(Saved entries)
────────────────────
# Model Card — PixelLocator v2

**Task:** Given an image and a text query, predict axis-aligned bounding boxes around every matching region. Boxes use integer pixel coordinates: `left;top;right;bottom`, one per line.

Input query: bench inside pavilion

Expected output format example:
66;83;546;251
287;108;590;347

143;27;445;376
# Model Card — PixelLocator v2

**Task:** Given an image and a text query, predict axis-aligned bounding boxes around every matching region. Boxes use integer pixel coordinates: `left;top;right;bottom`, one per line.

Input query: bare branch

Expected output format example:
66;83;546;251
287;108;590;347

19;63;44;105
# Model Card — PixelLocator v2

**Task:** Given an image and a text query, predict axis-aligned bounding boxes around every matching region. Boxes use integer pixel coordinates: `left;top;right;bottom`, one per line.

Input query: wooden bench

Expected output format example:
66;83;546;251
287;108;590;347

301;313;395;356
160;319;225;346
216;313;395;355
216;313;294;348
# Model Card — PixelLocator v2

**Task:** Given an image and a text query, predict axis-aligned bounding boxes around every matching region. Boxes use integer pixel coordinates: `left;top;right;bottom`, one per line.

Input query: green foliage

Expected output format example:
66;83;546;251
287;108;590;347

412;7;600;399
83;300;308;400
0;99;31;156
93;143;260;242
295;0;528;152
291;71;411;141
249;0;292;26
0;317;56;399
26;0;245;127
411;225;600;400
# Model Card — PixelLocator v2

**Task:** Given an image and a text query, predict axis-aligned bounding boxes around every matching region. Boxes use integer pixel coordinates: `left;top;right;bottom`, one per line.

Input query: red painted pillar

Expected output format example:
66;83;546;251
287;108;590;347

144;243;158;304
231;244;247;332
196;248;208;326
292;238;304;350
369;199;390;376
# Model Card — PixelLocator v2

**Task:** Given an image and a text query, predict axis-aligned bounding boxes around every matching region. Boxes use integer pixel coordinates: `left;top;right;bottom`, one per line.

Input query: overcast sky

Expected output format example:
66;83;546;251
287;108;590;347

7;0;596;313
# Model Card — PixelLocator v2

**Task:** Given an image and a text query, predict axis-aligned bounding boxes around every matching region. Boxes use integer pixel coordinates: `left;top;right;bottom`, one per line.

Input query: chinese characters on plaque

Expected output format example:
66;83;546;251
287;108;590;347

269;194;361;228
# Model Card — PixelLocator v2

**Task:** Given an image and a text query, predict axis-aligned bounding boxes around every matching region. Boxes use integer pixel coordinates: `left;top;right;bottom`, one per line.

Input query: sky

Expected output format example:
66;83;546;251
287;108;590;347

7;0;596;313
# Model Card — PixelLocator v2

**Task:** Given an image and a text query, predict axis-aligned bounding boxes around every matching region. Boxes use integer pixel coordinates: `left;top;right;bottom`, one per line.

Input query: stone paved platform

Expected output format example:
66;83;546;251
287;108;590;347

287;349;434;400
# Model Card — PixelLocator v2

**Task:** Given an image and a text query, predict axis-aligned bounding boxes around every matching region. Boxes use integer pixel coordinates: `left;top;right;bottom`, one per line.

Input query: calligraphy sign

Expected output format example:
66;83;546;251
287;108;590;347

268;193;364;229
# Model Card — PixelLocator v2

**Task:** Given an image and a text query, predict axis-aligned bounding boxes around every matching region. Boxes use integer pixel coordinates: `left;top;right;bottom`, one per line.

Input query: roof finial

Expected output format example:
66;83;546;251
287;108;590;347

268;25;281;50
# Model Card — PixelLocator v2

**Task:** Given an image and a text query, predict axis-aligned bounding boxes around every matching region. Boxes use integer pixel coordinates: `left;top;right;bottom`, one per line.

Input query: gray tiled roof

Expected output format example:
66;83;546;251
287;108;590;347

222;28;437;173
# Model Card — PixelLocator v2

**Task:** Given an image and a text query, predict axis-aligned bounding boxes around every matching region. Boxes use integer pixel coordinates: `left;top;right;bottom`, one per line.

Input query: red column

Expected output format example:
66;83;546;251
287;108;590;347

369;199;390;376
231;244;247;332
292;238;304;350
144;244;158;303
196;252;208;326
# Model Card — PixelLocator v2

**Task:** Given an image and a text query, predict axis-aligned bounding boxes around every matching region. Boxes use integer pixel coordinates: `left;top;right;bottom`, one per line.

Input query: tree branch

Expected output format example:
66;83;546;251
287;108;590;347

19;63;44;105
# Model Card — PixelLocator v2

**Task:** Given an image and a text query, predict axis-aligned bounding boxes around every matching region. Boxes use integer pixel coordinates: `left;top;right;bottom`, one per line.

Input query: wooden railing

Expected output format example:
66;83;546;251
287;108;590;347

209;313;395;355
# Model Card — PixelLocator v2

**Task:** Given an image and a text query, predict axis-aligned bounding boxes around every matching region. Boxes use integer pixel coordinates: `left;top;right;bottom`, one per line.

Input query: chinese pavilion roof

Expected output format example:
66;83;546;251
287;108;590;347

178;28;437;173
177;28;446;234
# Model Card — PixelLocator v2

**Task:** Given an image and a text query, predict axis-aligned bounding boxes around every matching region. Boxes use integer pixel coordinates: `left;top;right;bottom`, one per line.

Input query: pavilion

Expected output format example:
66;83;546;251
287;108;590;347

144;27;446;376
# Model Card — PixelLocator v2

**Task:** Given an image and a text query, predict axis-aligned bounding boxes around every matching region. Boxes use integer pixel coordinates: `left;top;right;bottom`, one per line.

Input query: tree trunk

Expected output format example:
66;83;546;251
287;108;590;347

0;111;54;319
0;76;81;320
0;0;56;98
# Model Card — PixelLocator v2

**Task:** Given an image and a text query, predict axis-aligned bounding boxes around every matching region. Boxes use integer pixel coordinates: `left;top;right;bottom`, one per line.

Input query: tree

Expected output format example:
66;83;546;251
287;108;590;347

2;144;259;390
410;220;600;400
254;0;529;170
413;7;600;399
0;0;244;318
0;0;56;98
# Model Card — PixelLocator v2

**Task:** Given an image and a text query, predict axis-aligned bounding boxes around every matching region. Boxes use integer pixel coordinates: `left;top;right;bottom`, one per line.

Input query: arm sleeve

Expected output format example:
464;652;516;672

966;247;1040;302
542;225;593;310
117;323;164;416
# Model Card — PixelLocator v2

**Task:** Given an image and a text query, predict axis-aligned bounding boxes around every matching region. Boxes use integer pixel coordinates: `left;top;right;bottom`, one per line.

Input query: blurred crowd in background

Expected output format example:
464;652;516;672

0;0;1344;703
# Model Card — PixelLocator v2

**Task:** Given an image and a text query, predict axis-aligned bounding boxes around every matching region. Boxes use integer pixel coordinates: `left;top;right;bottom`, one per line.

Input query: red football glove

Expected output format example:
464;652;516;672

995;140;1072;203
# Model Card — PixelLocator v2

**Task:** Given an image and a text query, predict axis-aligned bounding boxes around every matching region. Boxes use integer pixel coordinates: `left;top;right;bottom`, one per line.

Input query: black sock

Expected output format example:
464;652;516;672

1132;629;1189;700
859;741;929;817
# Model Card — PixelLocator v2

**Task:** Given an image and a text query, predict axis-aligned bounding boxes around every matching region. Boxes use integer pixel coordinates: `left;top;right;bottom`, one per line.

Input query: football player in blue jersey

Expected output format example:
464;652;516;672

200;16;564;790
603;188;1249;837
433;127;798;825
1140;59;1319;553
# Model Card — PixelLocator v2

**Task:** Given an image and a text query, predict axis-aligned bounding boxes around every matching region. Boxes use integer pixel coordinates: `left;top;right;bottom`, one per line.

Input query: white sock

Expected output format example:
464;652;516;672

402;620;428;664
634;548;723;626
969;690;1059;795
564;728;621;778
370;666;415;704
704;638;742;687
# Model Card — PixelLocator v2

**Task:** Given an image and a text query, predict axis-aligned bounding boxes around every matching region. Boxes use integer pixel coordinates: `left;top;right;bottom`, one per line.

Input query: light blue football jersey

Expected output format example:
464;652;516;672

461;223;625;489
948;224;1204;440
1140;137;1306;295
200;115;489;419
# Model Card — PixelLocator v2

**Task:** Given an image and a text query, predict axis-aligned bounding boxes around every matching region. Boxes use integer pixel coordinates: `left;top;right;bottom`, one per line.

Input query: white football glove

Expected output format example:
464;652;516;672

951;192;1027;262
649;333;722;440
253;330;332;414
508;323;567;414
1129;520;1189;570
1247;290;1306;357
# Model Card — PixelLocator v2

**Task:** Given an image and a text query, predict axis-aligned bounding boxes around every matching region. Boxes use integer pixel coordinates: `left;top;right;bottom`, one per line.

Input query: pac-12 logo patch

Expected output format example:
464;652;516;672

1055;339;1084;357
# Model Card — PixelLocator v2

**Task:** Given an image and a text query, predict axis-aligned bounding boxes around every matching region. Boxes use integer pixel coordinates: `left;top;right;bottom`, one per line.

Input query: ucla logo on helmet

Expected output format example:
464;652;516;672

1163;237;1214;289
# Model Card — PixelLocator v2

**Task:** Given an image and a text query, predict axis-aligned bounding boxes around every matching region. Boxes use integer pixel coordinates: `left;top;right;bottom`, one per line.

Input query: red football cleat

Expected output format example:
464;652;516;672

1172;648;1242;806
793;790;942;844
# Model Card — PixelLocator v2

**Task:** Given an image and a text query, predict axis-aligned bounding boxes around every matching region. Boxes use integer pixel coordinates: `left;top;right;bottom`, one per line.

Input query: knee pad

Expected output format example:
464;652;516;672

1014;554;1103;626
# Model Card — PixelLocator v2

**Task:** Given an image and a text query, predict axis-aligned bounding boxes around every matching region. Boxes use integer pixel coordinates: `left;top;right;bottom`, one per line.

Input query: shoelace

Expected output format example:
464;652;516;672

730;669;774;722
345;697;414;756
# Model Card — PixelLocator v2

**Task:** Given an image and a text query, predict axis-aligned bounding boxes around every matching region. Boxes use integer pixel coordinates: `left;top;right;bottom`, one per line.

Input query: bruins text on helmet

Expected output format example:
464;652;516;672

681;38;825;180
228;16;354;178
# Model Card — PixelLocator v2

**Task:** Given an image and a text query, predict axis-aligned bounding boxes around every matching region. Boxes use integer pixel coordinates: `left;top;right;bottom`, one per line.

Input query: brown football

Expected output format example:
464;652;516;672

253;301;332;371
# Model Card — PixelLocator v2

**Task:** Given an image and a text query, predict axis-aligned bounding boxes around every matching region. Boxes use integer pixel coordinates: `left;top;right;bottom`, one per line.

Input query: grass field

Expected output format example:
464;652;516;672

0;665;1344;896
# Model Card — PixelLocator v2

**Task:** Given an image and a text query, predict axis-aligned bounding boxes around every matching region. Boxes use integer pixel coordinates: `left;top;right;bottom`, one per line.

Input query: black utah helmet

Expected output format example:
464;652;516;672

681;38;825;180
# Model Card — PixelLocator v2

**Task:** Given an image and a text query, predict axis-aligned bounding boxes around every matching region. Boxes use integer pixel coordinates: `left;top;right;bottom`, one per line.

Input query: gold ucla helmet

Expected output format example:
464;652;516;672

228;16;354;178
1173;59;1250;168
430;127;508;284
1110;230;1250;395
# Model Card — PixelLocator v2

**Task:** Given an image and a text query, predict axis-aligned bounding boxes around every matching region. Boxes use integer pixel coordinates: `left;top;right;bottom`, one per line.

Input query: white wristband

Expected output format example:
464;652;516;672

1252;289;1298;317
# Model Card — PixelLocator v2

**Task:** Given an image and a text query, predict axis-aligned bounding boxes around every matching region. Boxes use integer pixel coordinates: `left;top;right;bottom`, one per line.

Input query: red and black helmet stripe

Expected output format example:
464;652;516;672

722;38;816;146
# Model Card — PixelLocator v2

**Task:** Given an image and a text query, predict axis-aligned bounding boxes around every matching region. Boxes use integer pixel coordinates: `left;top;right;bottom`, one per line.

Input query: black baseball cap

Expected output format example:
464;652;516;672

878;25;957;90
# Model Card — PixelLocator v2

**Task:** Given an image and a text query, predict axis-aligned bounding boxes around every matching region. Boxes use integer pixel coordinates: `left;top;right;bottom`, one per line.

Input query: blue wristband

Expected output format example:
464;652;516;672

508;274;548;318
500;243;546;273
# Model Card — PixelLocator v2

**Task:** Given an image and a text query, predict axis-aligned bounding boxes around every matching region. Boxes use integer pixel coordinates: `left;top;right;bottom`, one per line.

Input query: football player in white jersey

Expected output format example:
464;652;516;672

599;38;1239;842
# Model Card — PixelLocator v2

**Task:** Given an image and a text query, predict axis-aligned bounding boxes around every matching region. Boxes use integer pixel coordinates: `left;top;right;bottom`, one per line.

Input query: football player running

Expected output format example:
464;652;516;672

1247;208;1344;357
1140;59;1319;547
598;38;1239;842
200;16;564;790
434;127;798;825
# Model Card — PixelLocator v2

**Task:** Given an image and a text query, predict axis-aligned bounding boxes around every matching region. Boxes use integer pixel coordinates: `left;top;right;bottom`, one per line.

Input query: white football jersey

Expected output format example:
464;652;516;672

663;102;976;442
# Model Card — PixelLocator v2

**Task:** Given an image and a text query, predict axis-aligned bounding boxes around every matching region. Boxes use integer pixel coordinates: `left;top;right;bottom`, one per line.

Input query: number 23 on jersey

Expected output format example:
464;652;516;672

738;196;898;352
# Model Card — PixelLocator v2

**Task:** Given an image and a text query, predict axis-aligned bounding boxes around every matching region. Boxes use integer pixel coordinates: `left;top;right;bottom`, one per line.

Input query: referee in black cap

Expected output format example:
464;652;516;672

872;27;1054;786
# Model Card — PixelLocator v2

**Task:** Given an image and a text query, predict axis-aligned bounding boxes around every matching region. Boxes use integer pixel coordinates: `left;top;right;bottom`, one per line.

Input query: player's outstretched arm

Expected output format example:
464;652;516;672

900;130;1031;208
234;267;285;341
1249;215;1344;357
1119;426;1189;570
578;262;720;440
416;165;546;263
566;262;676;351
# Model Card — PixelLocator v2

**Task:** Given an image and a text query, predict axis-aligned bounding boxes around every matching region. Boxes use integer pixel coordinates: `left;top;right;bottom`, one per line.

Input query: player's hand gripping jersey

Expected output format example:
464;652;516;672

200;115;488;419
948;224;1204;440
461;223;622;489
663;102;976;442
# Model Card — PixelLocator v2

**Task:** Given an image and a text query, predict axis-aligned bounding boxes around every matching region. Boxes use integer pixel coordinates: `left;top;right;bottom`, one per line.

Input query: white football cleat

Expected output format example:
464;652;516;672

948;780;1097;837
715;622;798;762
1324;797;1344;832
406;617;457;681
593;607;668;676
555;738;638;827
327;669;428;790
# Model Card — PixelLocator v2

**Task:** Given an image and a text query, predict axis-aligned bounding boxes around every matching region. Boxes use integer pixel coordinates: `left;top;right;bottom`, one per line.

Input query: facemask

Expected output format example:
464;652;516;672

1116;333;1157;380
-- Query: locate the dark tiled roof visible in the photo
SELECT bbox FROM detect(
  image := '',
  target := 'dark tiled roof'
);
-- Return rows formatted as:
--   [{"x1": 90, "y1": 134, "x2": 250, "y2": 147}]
────────────────────
▶ [Aim]
Reproduce the listing from its first line up to and including the line with "143;27;445;376", requests included. Multiply every bounding-box coordinate in the answers by 1.6 and round to whole numbers, with halves rounded up, but leave the numbers in the requests and their format samples unchanged.

▶ [Finished task]
# Model Card — PixelLocator v2

**Task:** Given an image and a text query, predict axis-aligned bounding boxes around every matching region. Boxes use integer pixel coordinates: `left;top;right;bottom`, one per line.

Input query: bench inside pavilion

Expected output format example:
66;83;546;251
287;108;590;347

229;43;712;602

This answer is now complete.